= Exercise =
Reproduce the stone mastic asphalt rutting abstract below word for word, from its title to its last sentence.

= Supplied text =
━━━━━━━━━━━━━━━━━━━━
Assessing Rutting Potential of Stone Mastic Asphalt Using Wheel Tracker and Dynamic Modulus Testing

Imran Hafeez, Mumtaz Ahmad Kamal, Muhammad Waseem Mirza


Rutting potential of stone mastic asphalt with varying aggregate gradations was assessed in the past mainly by uniaxial compression testing which is not the only test to predict its true performance in the field. Dynamic testing and accelerated wheel tracking test are considered the most suitable laboratory test procedures. Four stone mastic asphalt mixtures were prepared in this study using PG 58-22 binder, Viatop plus CT-40 fiber and four aggregate gradations with nominal maximum sizes of 9.5 mm, 12 mm, 19 mm and 25.4 mm. To access the effects of aggregate gradations, single type of bitumen, filler and fiber was used. Mixtures were tested and evaluated under both type of testing procedures at different temperature levels. A regression model was developed using wheel tracker test data to ascertain significant parameters that are directly influencing the rut depth. The statistics of the model shows an excellent degree of determinacy of 0.92 and a relative accuracy of 0.29. Sigmoidal functions using Witczak equations were determined from dynamic modulus master curves for characterization of mixes and compared with previous studies. Correlation between the wheel tracking factor and a dynamic modulus factor was also established at three frequency levels. The study reveals that a reasonable relationship exists between the wheel tracking factor and dynamic modulus factor for stone mastic asphalt mixtures.
━━━━━━━━━━━━━━━━━━━━
= Given information =
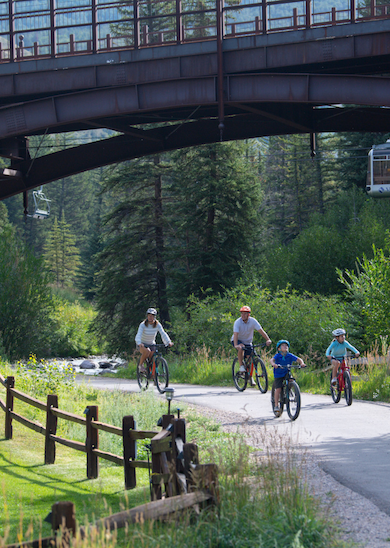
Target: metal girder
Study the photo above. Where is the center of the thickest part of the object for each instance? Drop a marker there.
(125, 147)
(153, 99)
━━━━━━━━━━━━━━━━━━━━
= Response to the exercise =
Assessing Rutting Potential of Stone Mastic Asphalt Using Wheel Tracker and Dynamic Modulus Testing

Imran Hafeez, Mumtaz Ahmad Kamal, Muhammad Waseem Mirza


Rutting potential of stone mastic asphalt with varying aggregate gradations was assessed in the past mainly by uniaxial compression testing which is not the only test to predict its true performance in the field. Dynamic testing and accelerated wheel tracking test are considered the most suitable laboratory test procedures. Four stone mastic asphalt mixtures were prepared in this study using PG 58-22 binder, Viatop plus CT-40 fiber and four aggregate gradations with nominal maximum sizes of 9.5 mm, 12 mm, 19 mm and 25.4 mm. To access the effects of aggregate gradations, single type of bitumen, filler and fiber was used. Mixtures were tested and evaluated under both type of testing procedures at different temperature levels. A regression model was developed using wheel tracker test data to ascertain significant parameters that are directly influencing the rut depth. The statistics of the model shows an excellent degree of determinacy of 0.92 and a relative accuracy of 0.29. Sigmoidal functions using Witczak equations were determined from dynamic modulus master curves for characterization of mixes and compared with previous studies. Correlation between the wheel tracking factor and a dynamic modulus factor was also established at three frequency levels. The study reveals that a reasonable relationship exists between the wheel tracking factor and dynamic modulus factor for stone mastic asphalt mixtures.